Copy the material word for word, starting with its first line and ending with the line that contains "point(81, 397)". Include both of those lines and nothing past them.
====== Records for processing
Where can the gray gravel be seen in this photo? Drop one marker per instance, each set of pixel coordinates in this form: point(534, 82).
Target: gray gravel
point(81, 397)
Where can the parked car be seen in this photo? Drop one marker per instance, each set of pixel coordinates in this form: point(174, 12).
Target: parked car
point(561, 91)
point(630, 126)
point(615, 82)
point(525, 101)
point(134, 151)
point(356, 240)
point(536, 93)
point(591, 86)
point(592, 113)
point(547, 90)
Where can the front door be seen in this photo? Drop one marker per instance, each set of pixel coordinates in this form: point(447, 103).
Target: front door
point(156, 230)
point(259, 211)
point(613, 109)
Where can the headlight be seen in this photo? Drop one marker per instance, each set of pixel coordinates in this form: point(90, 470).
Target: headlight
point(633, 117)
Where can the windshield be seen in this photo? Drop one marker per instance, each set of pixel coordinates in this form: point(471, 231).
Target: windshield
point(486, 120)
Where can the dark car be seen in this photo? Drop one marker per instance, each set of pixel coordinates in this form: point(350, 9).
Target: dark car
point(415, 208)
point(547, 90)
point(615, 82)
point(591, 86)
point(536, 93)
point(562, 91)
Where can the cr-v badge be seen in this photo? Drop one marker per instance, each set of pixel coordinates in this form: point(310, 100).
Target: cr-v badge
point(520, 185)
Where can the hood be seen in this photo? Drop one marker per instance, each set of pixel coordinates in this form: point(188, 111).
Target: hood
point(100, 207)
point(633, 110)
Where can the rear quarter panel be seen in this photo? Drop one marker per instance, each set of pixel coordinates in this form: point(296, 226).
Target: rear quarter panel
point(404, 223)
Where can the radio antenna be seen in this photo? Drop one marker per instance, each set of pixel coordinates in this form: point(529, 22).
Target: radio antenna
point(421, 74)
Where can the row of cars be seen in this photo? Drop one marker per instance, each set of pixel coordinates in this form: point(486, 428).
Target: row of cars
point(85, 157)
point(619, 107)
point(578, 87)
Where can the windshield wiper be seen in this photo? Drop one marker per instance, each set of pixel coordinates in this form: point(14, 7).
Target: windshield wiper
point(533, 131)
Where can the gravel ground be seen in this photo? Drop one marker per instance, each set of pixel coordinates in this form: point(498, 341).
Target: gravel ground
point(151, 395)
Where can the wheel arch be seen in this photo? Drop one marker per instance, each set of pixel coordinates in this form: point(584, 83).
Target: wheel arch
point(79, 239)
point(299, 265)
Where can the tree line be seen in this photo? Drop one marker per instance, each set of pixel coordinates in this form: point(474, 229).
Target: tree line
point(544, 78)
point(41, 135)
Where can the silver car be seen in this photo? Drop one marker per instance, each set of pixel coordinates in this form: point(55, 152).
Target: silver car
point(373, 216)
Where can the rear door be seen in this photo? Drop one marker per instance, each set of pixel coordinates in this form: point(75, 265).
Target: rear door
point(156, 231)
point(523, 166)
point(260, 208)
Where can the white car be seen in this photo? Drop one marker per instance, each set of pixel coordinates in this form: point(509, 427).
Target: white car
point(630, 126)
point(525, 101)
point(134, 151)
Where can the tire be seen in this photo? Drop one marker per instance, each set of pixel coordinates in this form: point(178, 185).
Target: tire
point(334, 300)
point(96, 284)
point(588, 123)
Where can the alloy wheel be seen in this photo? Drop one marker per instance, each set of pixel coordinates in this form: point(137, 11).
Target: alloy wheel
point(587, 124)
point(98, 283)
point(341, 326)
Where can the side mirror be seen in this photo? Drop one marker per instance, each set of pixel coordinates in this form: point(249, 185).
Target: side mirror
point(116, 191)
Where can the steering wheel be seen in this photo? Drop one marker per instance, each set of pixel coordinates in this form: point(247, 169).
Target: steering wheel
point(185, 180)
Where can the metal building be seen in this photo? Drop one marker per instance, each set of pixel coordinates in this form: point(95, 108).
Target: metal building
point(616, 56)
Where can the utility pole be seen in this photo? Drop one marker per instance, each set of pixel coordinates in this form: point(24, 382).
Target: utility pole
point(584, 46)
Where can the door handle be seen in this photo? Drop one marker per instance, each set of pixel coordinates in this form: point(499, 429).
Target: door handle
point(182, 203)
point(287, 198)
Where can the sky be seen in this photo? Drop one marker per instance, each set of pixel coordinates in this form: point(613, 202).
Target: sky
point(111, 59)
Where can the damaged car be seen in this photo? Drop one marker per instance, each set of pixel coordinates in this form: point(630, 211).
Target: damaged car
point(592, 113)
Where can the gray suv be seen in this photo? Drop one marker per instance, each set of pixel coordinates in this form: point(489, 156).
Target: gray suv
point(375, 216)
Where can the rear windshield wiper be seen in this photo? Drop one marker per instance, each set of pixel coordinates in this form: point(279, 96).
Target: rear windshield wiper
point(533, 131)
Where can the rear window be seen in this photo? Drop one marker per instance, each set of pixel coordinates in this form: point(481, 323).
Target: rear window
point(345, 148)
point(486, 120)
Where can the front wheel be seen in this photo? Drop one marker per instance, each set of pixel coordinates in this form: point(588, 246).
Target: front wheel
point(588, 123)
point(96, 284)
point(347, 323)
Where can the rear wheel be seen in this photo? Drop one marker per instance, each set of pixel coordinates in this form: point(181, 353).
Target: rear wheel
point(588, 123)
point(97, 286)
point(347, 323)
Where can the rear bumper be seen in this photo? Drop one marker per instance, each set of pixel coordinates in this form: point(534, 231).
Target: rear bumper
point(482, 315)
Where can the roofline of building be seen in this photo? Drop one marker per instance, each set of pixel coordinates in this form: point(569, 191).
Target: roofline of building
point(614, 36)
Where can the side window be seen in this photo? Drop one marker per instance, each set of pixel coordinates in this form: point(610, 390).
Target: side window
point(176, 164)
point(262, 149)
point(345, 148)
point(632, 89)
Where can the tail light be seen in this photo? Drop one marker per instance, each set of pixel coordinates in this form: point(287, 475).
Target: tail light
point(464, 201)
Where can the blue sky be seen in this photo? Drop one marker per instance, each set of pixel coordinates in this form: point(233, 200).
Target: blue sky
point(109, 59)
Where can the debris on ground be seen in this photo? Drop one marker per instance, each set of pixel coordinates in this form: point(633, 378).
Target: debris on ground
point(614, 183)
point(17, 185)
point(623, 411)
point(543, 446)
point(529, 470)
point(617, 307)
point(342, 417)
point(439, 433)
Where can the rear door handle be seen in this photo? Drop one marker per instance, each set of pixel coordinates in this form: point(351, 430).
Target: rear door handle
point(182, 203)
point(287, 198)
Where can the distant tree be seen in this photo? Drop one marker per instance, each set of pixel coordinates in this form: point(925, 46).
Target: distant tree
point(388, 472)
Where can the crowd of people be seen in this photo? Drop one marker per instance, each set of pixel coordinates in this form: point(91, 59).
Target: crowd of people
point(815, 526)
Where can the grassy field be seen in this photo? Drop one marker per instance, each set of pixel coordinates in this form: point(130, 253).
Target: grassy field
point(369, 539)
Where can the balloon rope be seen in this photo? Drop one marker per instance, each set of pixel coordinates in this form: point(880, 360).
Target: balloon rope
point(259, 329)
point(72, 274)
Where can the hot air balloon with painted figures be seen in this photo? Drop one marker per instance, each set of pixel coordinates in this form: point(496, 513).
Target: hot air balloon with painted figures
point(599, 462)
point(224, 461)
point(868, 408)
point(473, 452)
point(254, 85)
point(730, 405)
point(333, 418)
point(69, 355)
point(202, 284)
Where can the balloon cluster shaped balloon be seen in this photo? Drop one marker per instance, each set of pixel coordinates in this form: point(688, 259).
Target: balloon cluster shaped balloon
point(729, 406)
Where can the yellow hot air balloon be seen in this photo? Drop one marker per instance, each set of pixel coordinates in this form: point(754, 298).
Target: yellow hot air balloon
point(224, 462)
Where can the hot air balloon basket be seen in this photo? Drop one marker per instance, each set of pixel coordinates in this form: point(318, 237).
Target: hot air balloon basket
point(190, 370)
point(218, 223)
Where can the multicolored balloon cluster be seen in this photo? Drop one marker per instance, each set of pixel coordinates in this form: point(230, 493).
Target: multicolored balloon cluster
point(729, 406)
============
Answer:
Where can the gray gravel be seen in this photo? Drop one marker per instance, each set of pixel coordinates in this form: point(534, 82).
Target: gray gravel
point(81, 397)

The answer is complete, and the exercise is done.